Given text
“Should I have a baby?” reads the subject line of a recent newsletter email from Emily Oster, the economist-turned-parent advice expert who rose to fame by telling anxious moms-to-be they can stop freaking out about ingesting sushi or wine while pregnant. I clicked open her email last week to find this disheartening reader question of the week:

I’m 35 and so is my husband. We love our life, and our dog, and we do not have kids. We have many friends without kids who seem relatively happy, all things considered. We have some friends who have kids, and most seem more depressed than they were before they had kids. It is really, really, really hard for us to decide if we want to have a baby. It seems like having kids is outwardly presented as the meaning of life but privately experienced as a massive toll on life. No one can really tell you if they regret having kids, either. So I’m unclear on what the experience is really like for my friends who seem so isolated and blah. I’m worried about missing this shrinking window in which we could have a baby. I’m worried about having a baby and being unhappy. How do people who haven’t just always wanted to be parents make this decision.

—Mid-30s with a Dog

While there is much to unpack here, from “a massive toll on life” to her “shrinking window,” it sounds like what “Mid-30s with a Dog” is really looking for is a proper cost-benefit analysis. And if our nation’s plummeting birthrate is any indication, she’s not alone.

It’s against this all too prevalent mindset that Harvard Ph.D.–holding economist Catherine Pakaluk set out write Hannah’s Children: The Women Quietly Defying the Birth Derth. Although much has been said about our country’s declining fertility and what we should do about it, Pakaluk took a different approach to unpacking the baby bust crisis.

Instead of studying the type of women who write to Emily Oster about babies impeding their happiness, Pakaluk traveled across the country to interview their exact opposite: college-educated women with five or more children. Many women she interviewed were also pregnant (with their sixth, seventh, or eighth baby) or were weighing the decision of adding babies to their brood — and not at the expense of their happiness but for the chance to expand it.

As both a social scientist with an economics degree and the mother of eight children herself, Pakaluk is uniquely positioned to study this question of why in a two-child world, trending to a one-child world, these women would choose to have such ridiculously large families. Pakaluk and her team interviewed women about not just their choices or circumstances but their motives, and the stories she shares in Hannah’s Children have a lot more to offer “Mid-30s with a Dog” than the aforementioned friends with children “who seem so isolated and blah.”

Pakaluk is quick to debunk the two most prevalent assumptions about women who have higher fertility rates — they are either “uneducated” or “religious.” Both assumptions are not just dependent on a false confusion between correlation and causation, but imply the chauvinist view that these women either can’t make up their own minds or are “victims of patriarchal religious beliefs.” Yes, women with big families are usually religious, but not all religious women have lots of kids. In fact, most don’t. Yet all of Pakaluk’s subjects except for one did indeed attach a religious significance to their childbearing, but none said they made the choice because a religious leader instructed them to or because they were against artificial birth control. In fact, many of the women interviewed do use contraceptives such as the pill and IUDs.

Challenges
1: Please rewrite the article on Hannah's Children starting with "It’s against this" and going on through "to expand it.", swapping "baby bust" for "birth decline".
2: According to the article on Hannah's Children, how many children does Catherine Pakaluk have?

Provided material
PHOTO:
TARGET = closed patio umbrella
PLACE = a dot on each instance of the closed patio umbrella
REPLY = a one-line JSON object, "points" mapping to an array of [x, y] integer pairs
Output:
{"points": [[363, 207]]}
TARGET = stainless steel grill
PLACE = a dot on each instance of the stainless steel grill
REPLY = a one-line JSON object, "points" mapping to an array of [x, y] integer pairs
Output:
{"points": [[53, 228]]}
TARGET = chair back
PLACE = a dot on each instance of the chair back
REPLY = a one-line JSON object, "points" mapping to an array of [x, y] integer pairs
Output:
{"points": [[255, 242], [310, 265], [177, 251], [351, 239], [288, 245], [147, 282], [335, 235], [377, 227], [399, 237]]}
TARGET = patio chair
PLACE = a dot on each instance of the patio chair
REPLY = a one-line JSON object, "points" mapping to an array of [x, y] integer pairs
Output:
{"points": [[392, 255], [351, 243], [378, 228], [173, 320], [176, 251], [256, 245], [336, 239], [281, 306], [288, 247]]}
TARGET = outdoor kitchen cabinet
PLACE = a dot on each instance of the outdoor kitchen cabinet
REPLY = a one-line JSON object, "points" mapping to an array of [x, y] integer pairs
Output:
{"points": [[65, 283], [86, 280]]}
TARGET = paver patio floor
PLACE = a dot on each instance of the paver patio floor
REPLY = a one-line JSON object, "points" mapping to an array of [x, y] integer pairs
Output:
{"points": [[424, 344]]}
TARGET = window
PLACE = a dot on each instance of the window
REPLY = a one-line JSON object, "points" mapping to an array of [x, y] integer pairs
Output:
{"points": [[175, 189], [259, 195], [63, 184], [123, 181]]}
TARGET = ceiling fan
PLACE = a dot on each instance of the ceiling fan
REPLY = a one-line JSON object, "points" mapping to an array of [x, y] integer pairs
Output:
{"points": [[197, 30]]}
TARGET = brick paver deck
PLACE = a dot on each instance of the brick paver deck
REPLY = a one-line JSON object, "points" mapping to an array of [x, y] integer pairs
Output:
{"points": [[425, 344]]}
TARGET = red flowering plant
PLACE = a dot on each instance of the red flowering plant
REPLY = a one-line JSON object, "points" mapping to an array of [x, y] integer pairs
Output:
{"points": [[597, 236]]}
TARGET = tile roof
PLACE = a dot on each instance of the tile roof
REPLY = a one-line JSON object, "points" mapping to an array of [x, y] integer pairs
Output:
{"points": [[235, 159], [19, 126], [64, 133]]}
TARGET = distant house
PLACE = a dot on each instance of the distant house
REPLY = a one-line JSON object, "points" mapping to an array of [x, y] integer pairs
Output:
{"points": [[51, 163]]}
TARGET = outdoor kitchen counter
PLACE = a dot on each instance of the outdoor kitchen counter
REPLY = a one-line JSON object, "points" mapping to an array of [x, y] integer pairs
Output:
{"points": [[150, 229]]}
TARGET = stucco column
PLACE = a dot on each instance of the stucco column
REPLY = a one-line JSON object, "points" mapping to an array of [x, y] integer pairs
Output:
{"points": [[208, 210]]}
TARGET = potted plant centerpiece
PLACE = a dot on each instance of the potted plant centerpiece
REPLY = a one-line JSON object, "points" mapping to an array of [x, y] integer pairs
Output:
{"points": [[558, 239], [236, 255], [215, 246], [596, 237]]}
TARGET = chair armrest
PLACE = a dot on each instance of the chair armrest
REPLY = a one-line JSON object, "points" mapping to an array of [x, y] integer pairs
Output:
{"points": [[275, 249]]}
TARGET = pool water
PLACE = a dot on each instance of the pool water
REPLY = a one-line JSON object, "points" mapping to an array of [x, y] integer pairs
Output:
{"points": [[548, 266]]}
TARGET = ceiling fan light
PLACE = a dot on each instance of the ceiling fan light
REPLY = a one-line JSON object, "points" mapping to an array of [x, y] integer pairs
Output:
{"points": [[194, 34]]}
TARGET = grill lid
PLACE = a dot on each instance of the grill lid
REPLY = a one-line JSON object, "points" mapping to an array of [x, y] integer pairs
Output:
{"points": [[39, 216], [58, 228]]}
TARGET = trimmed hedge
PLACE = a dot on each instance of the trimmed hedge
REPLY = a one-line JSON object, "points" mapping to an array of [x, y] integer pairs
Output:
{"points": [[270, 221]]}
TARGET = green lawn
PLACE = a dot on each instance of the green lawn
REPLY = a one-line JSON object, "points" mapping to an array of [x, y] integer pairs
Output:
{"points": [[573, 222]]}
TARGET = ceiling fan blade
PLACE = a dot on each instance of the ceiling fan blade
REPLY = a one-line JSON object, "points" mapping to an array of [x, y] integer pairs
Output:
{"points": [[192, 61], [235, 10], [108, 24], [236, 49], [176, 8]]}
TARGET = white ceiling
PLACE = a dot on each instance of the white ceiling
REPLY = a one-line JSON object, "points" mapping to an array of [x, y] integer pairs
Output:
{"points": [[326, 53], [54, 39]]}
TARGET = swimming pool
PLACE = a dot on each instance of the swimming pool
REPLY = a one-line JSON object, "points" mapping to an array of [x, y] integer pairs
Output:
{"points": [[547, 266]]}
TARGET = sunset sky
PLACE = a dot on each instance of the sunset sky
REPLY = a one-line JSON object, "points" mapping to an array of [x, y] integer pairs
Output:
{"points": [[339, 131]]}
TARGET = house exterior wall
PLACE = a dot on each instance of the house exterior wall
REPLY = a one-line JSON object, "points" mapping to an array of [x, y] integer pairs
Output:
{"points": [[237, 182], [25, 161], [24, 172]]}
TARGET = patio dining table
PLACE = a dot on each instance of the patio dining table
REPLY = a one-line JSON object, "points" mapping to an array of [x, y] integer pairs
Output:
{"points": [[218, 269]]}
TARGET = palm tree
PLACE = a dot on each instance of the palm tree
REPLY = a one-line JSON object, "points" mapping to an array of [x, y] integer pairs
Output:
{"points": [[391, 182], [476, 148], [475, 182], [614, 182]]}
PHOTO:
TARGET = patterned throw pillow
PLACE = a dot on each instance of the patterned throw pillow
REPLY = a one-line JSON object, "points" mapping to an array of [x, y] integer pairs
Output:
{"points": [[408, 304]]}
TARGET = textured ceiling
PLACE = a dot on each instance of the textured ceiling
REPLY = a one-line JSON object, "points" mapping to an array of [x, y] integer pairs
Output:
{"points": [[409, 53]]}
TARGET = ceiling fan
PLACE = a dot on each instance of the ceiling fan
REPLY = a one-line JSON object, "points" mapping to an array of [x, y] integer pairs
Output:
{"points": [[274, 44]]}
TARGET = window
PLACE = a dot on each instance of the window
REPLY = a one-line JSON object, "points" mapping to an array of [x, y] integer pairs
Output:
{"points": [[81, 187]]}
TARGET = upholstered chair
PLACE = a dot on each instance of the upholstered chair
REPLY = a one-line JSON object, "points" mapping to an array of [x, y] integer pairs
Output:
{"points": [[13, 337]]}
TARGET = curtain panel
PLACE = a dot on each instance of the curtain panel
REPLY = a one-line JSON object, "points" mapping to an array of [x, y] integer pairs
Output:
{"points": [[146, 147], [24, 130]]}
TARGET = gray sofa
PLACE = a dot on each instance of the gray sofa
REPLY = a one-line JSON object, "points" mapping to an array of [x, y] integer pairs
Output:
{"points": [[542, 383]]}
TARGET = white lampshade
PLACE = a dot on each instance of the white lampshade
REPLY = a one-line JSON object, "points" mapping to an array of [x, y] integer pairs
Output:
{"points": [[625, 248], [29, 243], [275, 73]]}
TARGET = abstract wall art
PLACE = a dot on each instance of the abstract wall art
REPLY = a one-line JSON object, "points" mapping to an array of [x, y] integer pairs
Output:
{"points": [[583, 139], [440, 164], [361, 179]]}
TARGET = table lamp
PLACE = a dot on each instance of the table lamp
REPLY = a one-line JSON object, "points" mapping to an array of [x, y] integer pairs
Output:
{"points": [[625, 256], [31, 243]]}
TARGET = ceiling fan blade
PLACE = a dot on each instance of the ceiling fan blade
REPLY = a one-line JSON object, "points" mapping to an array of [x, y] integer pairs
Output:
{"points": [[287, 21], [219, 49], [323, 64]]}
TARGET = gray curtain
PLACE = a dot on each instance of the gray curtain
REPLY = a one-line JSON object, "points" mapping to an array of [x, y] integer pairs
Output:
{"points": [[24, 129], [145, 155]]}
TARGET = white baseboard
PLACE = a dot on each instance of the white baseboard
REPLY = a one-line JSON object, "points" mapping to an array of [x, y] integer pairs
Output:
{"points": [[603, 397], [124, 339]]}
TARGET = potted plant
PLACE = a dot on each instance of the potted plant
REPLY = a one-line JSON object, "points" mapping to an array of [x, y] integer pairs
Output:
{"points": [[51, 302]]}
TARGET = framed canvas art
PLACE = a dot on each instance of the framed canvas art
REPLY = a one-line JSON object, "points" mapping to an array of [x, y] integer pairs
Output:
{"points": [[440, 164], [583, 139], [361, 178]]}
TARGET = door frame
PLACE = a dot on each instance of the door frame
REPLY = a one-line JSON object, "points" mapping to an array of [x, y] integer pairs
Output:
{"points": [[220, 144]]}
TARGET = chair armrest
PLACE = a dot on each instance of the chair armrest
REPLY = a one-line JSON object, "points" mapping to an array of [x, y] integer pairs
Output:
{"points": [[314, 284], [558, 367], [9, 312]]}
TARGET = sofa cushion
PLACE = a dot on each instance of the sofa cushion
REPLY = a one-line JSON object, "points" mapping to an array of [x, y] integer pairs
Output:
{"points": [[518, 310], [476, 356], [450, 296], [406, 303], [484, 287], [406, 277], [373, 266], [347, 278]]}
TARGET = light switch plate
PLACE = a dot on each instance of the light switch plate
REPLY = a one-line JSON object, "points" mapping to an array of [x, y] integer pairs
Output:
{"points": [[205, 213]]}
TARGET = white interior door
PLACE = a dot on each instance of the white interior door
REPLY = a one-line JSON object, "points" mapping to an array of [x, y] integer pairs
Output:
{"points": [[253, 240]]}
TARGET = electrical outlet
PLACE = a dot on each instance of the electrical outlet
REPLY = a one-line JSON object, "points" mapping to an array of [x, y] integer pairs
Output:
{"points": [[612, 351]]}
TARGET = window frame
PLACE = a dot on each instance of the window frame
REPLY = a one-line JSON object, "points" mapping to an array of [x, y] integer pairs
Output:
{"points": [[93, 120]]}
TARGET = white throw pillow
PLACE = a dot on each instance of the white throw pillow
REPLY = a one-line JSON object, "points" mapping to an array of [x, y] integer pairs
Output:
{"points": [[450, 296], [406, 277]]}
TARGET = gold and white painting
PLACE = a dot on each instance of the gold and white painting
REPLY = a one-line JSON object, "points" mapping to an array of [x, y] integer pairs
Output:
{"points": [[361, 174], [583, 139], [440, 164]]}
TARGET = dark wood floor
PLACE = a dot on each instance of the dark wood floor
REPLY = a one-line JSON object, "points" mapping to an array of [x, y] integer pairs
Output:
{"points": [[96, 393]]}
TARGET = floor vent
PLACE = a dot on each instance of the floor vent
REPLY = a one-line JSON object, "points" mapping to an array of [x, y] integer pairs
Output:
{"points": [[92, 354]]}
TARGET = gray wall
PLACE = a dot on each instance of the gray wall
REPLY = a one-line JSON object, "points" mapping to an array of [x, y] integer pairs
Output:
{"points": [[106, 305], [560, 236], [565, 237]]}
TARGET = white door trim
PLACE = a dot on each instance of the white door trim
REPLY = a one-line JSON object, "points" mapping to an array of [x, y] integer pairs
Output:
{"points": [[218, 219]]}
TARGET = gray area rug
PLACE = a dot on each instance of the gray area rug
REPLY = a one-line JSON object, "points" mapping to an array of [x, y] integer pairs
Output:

Responses per task
1:
It’s against this all too prevalent mindset that Harvard Ph.D.–holding economist Catherine Pakaluk set out write Hannah’s Children: The Women Quietly Defying the Birth Derth. Although much has been said about our country’s declining fertility and what we should do about it, Pakaluk took a different approach to unpacking the birth decline crisis.

Instead of studying the type of women who write to Emily Oster about babies impeding their happiness, Pakaluk traveled across the country to interview their exact opposite: college-educated women with five or more children. Many women she interviewed were also pregnant (with their sixth, seventh, or eighth baby) or were weighing the decision of adding babies to their brood — and not at the expense of their happiness but for the chance to expand it.

2: Eight.